EXTRACTED TEXT:
^^^^^^^^

Interpreting simulation outputs

The SDP resource model produces logs to standard output and two pandas dataframes. The logs are used to monitor the progress of the simulation. The dataframes are used to analyse the results of the simulation.

Logs

Logs are written to standard output while the simulation is running and can be redirected to a file. Each log message is prefixed with the simulation time, SBI_ID from the observing schedule file (see observing schedule) and, when running a pipeline step, the pipeline step ID from the pipeline config (documented here). Messages include information about the simulation progress, such as starting and completing an observation, scheduling block instance, pipeline step, and batch processing as well as when storage and compute nodes are requested and allocated. You will see messages like the following:

0: T001_001: Starting scheduling block instance...
0: T001: Requesting 100 GB of capacity storage for raw visibilities...
0: T001: 100 GB capacity storage allocated for raw visibilities.
0: T001_001: Waiting for telescope...
0: T001_001: Starting observation...
3600: T001_001: Observation complete!
3600: T001_001: Starting batch processing...
3600: T001_001: Requesting 50 GB of performance storage for pre-processed visibilities...
3600: T001_001: 50 GB performance storage allocated for pre-processed visibilities.
3600: T001_001 - Step 1: Requesting 5 compute nodes...
3600: T001_001 - Step 1: 5 compute nodes allocated.
4320: T001_001 - Step 1: 5 compute nodes released.
4320: T001_001 - Step 1: Pipeline completed!

^^^^^^^^

GIVEN DATA:

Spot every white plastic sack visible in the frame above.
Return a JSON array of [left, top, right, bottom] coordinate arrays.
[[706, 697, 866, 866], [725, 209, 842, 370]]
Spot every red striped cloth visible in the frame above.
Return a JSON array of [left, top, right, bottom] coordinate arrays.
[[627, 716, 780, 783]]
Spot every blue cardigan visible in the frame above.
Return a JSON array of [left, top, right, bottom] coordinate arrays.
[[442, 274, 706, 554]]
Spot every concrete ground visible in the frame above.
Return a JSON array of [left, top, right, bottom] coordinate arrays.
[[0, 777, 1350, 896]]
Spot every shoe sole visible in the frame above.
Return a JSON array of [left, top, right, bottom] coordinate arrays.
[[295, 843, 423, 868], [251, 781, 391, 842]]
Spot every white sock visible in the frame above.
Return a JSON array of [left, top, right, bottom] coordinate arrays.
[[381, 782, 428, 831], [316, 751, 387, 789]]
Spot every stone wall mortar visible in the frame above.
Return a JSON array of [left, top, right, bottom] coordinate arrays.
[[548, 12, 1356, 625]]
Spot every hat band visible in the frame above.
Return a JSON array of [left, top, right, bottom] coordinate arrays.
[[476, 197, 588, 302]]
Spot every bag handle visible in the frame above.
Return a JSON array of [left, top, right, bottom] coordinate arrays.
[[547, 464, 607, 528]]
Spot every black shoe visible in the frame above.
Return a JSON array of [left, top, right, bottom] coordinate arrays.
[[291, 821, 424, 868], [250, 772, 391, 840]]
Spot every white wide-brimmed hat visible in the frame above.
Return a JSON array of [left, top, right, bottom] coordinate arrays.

^^^^^^^^

PROBLEM SET:
A – In the simulation outputs page, what is the purpose of the logs?
B – From the simulation outputs page, reproduce the passage between "Logs are written" and "T001_001: Observation complete!", inclusive.
C – Turn the paragraph of the simulation outputs page that begins "Logs are written to standard output" into a short bulleted list that keeps its main facts.

SOLUTIONS BY TASK:
A – They are used to monitor the progress of the simulation.

B –
Logs are written to standard output while the simulation is running and can be redirected to a file. Each log message is prefixed with the simulation time, SBI_ID from the observing schedule file (see observing schedule) and, when running a pipeline step, the pipeline step ID from the pipeline config (documented here). Messages include information about the simulation progress, such as starting and completing an observation, scheduling block instance, pipeline step, and batch processing as well as when storage and compute nodes are requested and allocated. You will see messages like the following:

0: T001_001: Starting scheduling block instance...
0: T001: Requesting 100 GB of capacity storage for raw visibilities...
0: T001: 100 GB capacity storage allocated for raw visibilities.
0: T001_001: Waiting for telescope...
0: T001_001: Starting observation...
3600: T001_001: Observation complete!

C –
- Logs go to standard output while the simulation runs and can be redirected to a file.
- Each message is prefixed with the simulation time and the SBI_ID from the observing schedule file.
- When a pipeline step is running, the prefix also includes the pipeline step ID from the pipeline config.
- Messages report simulation progress: the start and completion of observations, scheduling block instances, pipeline steps, and batch processing.
- Messages also show when storage and compute nodes are requested and allocated.